Task goal: Copy out all of the material below word for word, with nothing added or left out.
++++++++++++++++++++
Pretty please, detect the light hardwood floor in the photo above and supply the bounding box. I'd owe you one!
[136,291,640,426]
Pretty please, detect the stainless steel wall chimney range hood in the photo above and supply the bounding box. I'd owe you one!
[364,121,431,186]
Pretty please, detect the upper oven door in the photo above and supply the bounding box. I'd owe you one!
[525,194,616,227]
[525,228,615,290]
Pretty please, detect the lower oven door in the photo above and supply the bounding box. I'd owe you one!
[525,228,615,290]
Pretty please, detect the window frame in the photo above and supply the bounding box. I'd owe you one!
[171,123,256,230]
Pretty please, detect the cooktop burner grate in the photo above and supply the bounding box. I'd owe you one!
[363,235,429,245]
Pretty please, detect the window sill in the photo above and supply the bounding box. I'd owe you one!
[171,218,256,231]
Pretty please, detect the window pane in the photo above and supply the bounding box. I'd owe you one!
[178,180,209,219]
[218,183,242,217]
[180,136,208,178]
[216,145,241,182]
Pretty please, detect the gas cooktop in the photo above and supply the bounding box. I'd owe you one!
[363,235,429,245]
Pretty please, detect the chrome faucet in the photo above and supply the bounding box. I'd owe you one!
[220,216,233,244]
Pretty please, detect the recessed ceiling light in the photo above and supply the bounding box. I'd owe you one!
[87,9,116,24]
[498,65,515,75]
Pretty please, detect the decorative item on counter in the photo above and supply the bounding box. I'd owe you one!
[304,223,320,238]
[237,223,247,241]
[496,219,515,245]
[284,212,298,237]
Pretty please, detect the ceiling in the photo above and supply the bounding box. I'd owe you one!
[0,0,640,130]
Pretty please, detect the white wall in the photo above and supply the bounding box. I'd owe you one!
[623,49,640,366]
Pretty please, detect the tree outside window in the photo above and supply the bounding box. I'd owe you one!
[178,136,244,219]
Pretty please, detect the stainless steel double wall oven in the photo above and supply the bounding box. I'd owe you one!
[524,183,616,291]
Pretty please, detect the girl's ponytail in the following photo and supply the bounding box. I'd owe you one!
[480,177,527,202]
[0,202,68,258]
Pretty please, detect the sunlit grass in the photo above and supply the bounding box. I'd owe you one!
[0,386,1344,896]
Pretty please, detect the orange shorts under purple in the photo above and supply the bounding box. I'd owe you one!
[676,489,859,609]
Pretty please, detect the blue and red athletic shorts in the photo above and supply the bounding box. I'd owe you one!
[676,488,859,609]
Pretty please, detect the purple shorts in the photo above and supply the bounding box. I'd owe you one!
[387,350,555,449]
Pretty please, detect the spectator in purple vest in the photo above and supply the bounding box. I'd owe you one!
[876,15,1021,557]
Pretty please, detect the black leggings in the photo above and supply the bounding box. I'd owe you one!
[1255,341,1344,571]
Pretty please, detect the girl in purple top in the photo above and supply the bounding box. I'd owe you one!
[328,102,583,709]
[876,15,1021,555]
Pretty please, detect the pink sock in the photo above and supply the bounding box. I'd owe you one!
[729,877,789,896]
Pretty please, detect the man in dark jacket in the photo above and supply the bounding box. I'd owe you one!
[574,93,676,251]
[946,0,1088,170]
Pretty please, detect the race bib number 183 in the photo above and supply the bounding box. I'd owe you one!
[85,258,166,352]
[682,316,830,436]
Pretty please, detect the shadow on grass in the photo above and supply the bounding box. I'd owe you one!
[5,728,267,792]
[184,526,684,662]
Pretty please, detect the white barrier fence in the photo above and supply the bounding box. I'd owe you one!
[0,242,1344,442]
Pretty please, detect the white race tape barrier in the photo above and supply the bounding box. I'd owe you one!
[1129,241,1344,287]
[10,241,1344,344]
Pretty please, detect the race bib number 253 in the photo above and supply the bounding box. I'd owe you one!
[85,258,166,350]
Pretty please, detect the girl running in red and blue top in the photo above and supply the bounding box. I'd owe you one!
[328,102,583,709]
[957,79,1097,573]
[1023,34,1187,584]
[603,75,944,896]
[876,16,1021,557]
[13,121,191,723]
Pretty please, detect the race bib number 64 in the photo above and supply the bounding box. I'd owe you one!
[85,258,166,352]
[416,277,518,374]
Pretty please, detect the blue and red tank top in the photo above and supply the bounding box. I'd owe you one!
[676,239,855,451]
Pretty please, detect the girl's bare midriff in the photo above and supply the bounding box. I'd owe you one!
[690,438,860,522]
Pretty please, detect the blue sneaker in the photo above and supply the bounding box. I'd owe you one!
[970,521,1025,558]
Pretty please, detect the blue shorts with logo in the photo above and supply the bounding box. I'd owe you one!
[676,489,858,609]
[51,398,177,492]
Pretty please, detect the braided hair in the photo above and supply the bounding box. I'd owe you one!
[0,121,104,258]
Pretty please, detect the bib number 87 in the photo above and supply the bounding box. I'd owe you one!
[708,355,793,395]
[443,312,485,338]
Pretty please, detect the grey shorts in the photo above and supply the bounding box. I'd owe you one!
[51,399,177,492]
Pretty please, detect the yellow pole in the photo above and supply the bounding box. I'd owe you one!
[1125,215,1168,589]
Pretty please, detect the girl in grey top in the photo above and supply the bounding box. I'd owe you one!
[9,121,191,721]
++++++++++++++++++++
Task output:
Pretty please, detect the light hardwood floor in the photo above and supply the bounding box. I'd owe you one!
[136,291,640,426]
Pretty please, detect the stainless steel wall chimney range hood in the photo above and supply the bounding box. I'd owe you one!
[364,121,431,186]
Pretty please, detect the upper oven door in the photo above and supply the bounding box. I'd owe you one!
[525,194,616,227]
[525,228,615,290]
Pretty please, detect the lower oven door in the photo above and supply the bounding box. I'd owe you one!
[525,228,615,290]
Pretty please, detect the window frame in the photo above and supply the bounding box. I'd owe you one!
[171,123,256,230]
Pretty please, detect the cooktop burner grate in the photo above and supply the bounding box. I'd owe you one!
[363,235,429,245]
Pretty please, detect the window sill in the photo above and supply the bounding box. I'd owe you one!
[171,218,256,231]
Pretty please, detect the window pane in the photo above and supply the bounding box. I'd owe you one!
[178,180,209,219]
[218,183,242,217]
[180,136,208,178]
[216,145,241,182]
Pretty please, detect the gas cooktop in the photo above and supply the bounding box. I'd owe you one!
[363,235,429,245]
Pretty please, detect the chrome faucet in the photo above and supply the bounding box. I'd owe you one!
[220,216,233,244]
Pretty please, detect the recessed ceiling light in the photo above and supply the bounding box. I'd owe you one!
[87,9,116,24]
[498,65,515,75]
Pretty please, detect the decorative item on counter in the photo above and supply the bounding box. I'd owe you one!
[304,223,320,238]
[237,223,247,241]
[496,219,515,245]
[284,212,298,237]
Pretty please, detect the ceiling in the photo above and supply the bounding box. I'd owe you one!
[0,0,640,130]
Pretty please, detect the white wall in the photo above and supply the bounding box. I'd owe you one!
[623,49,640,366]
Pretty please, detect the tree outside window in the photo above and supply the bounding box. I'd owe you one!
[178,136,244,219]
Pretty please, detect the stainless steel double wall oven in the photo above and supply the bounding box. I'd owe you one!
[524,183,616,291]
Pretty please, detect the girl's ponytail in the following photo and supply the bounding box. I'd owe you one!
[480,177,527,202]
[0,202,68,258]
Pretty please, detect the sunlit grass in the photo above and supply the bounding box. I'd owe you one!
[0,386,1344,896]
Pretty please, detect the orange shorts under purple in the photo above and supply the bounding box. I'd owe you one!
[676,489,859,609]
Pretty please, detect the blue and red athletic shorts in the photo above and supply the bounding box. I'd owe you one!
[676,488,859,609]
Pretty please, detect the purple shorts in the photo above and supply the bounding box. I'd owe you one!
[387,350,555,449]
Pretty please, detect the spectator in purple vest in the photo above and supply the bounding box. I'd owe you one!
[876,15,1021,557]
Pretty please, detect the black leggings in the photo above and supply the bounding box. I'd owe you one!
[1255,341,1344,571]
Pretty please, detect the girl in purple top in the photo above and supply the bounding box. I'd owe you one!
[328,102,583,709]
[876,15,1021,555]
Pretty please, detect the pink sock in the photo above and supply the bounding box. I'd owe you one!
[729,877,789,896]
Pretty please, detect the man in dark jacket in the photo above and supply the bounding box. I'd owe you one!
[574,93,676,251]
[946,0,1088,170]
Pretty please, detect the race bib number 183 in the photo above and supply the bounding box. I'd owe you one!
[85,258,166,352]
[682,316,830,436]
Pretty please, detect the shadow on grass in the photo above and supply the bounding box. I'd owe you one!
[5,728,267,792]
[184,526,684,662]
Pretty please, detect the white barrier fence in the photo above and supply the bounding box. I'd owe you one!
[0,242,1344,442]
Pretty please, detect the white race tape barrier in the photo above and supply the bounding box. I'd owe you one!
[1129,241,1344,287]
[10,241,1344,344]
Pretty please, detect the race bib number 253 in the photo above and supply the bounding box. I'd owe you one!
[85,258,166,350]
Pretty please, detect the girl running in red and blue top in the photo above and supply the bounding box. I'd owe you one!
[328,102,583,709]
[957,79,1097,573]
[1023,34,1187,584]
[603,75,944,896]
[876,16,1021,557]
[13,121,191,723]
Pretty please, detect the race bib number 64 in the photo above and supply the bounding box. I'd owe you one!
[85,258,166,352]
[416,277,518,374]
Pretty please, detect the blue and red tank top in the photo above and supply the bounding box. I'd owe you one!
[676,239,855,451]
Pretty please, detect the girl's bare midriff in the photo above and supply the bounding box. I'd owe you one!
[690,438,860,522]
Pretty please, detect the blue sneaker in the photo above and supply the bounding box. I'd owe you one!
[970,521,1025,558]
Pretty please, detect the blue shorts with logo in the photo above and supply the bounding box. I'd owe you one!
[676,489,858,609]
[51,398,177,492]
Pretty please, detect the braided hair in the photo above and supply the bounding box. I'd owe you one!
[0,121,104,258]
Pretty please, detect the bib number 87 in the photo above and supply the bounding box. I'd owe you one!
[708,355,793,395]
[443,312,485,338]
Pretty please, detect the grey shorts in the photo above and supply the bounding box. I'd owe you one!
[51,399,177,492]
Pretty please, detect the yellow pole in the photo above and supply the bounding box. I'd owe you one!
[1125,215,1168,589]
Pretty please, detect the girl in grey top in the photo above and supply the bounding box. I'd owe you one!
[9,121,191,721]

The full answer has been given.